PASSAGE SHOWN —
** Begin **
Agent Skills Guard

This security guide explains how we review AI agent skills before trust recommendations. The goal is practical: help teams move faster without accepting hidden operational risk.

How the grading model works

Grade labels summarize risk density, not feature richness. We score implementation behavior, permission requirements, and operational blast radius. A skill with fewer features can rank safer than a feature-rich one if it keeps strict boundaries and predictable failure modes.

Grade A
Safe and Mature
Score 90-100
Grade B
Low Risk
Score 70-89
Grade C
Needs Guardrails
Score 50-69
Grade F
Unsafe by Default
Fail / Critical Risk
🛑

1. Remote Code Execution (RCE)

Skills that execute arbitrary code from untrusted or weakly validated input.

Critical Risk
  • No eval-like execution paths from user controlled content
  • No dynamic module loading from untrusted parameters
  • No unsafe deserialization of untrusted payloads
  • No runtime code compilation from raw strings
💥

2. Command Injection

Shell execution patterns where user input can alter command intent.
** End **
RECORDS SUPPLIED —
** Begin **
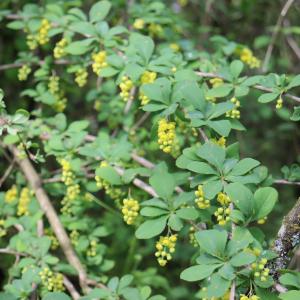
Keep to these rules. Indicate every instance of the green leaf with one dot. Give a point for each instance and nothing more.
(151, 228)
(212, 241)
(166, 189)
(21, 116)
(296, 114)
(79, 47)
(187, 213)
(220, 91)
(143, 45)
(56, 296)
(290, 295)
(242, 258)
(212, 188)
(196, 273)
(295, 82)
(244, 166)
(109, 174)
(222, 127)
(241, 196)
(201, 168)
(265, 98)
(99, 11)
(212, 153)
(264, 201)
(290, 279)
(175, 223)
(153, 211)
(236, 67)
** End **
** Begin **
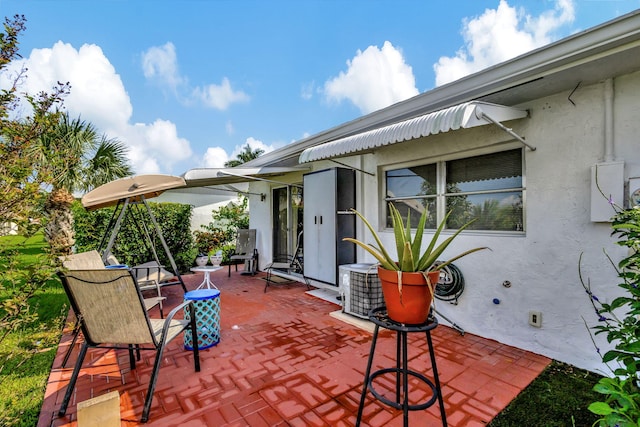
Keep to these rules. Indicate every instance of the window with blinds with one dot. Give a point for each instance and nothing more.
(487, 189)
** End **
** Begin **
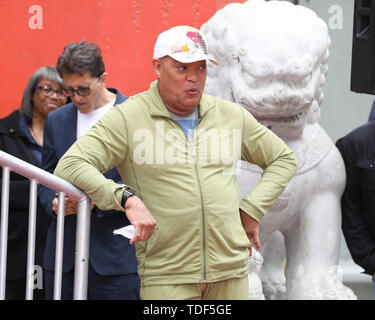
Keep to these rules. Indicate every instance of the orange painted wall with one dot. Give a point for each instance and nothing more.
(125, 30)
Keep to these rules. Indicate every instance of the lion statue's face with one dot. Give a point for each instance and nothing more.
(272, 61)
** End **
TASK REQUIREMENTS —
A – In the skills security guide, write out everything from "1. Remote Code" down to "alter command intent.".
B – List each grade letter in the skills security guide along with the name it's given.

ANSWERS PROVIDED —
A –
1. Remote Code Execution (RCE)

Skills that execute arbitrary code from untrusted or weakly validated input.

Critical Risk
  • No eval-like execution paths from user controlled content
  • No dynamic module loading from untrusted parameters
  • No unsafe deserialization of untrusted payloads
  • No runtime code compilation from raw strings
💥

2. Command Injection

Shell execution patterns where user input can alter command intent.

B –
Grade A: Safe and Mature
Grade B: Low Risk
Grade C: Needs Guardrails
Grade F: Unsafe by Default